**Document excerpt:**
Friday, May 20, 2016

SFPD Chief Greg Suhr Out After Cops Kill Unarmed 27 YO Black Woman

Ex-SFPD Chief Greg Suhr - [Photo]
Not to end the week on a down note but the San Francisco Police Department is on some kind of tear lately and it's not a good one.

The department was already under fire because of the shooting of 45-year old Hispanic resident  Luis Gongora, who was killed back in April.

And an embarrassing scandal involving police, including high-ranking officers, who were discovered to have been regularly exchanging racist, misogynist and homophobic text messages.

On Thursday police chief Greg Suhr was forced out just hours after an as-yet unnamed SFPD sergeant shot and killed a 27-year old unarmed African-American woman while he and another officer were trying to get her out of a stolen vehicle she'd just crashed.

**Extracted data:**
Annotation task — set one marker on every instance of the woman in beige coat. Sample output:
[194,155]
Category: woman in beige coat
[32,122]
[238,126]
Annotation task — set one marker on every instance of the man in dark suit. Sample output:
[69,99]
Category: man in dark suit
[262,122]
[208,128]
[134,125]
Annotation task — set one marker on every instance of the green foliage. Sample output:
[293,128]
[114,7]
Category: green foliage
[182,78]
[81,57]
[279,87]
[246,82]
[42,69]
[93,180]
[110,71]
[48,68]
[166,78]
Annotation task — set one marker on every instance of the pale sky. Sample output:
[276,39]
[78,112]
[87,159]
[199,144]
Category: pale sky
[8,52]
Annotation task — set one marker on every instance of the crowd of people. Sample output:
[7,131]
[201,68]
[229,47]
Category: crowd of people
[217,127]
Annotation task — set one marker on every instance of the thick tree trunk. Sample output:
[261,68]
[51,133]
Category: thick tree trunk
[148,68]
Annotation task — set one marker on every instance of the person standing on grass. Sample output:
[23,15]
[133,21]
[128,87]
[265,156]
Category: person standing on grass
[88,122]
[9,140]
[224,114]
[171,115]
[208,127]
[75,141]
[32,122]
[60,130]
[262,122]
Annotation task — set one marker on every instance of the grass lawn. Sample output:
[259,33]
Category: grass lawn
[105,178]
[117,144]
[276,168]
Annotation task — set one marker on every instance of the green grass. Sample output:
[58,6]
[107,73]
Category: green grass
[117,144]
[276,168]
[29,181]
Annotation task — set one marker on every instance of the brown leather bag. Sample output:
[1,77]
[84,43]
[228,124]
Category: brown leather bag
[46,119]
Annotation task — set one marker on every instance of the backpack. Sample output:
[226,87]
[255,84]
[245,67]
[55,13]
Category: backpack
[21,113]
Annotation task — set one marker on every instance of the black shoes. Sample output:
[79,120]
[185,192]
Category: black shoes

**Objective:** Can you copy out the entire post about Greg Suhr's exit as SFPD chief, word for word? You can set the material aside; none of it is needed here.

**Complete answer:**
Friday, May 20, 2016

SFPD Chief Greg Suhr Out After Cops Kill Unarmed 27 YO Black Woman

Ex-SFPD Chief Greg Suhr - [Photo]
Not to end the week on a down note but the San Francisco Police Department is on some kind of tear lately and it's not a good one.

The department was already under fire because of the shooting of 45-year old Hispanic resident  Luis Gongora, who was killed back in April.

And an embarrassing scandal involving police, including high-ranking officers, who were discovered to have been regularly exchanging racist, misogynist and homophobic text messages.

On Thursday police chief Greg Suhr was forced out just hours after an as-yet unnamed SFPD sergeant shot and killed a 27-year old unarmed African-American woman while he and another officer were trying to get her out of a stolen vehicle she'd just crashed.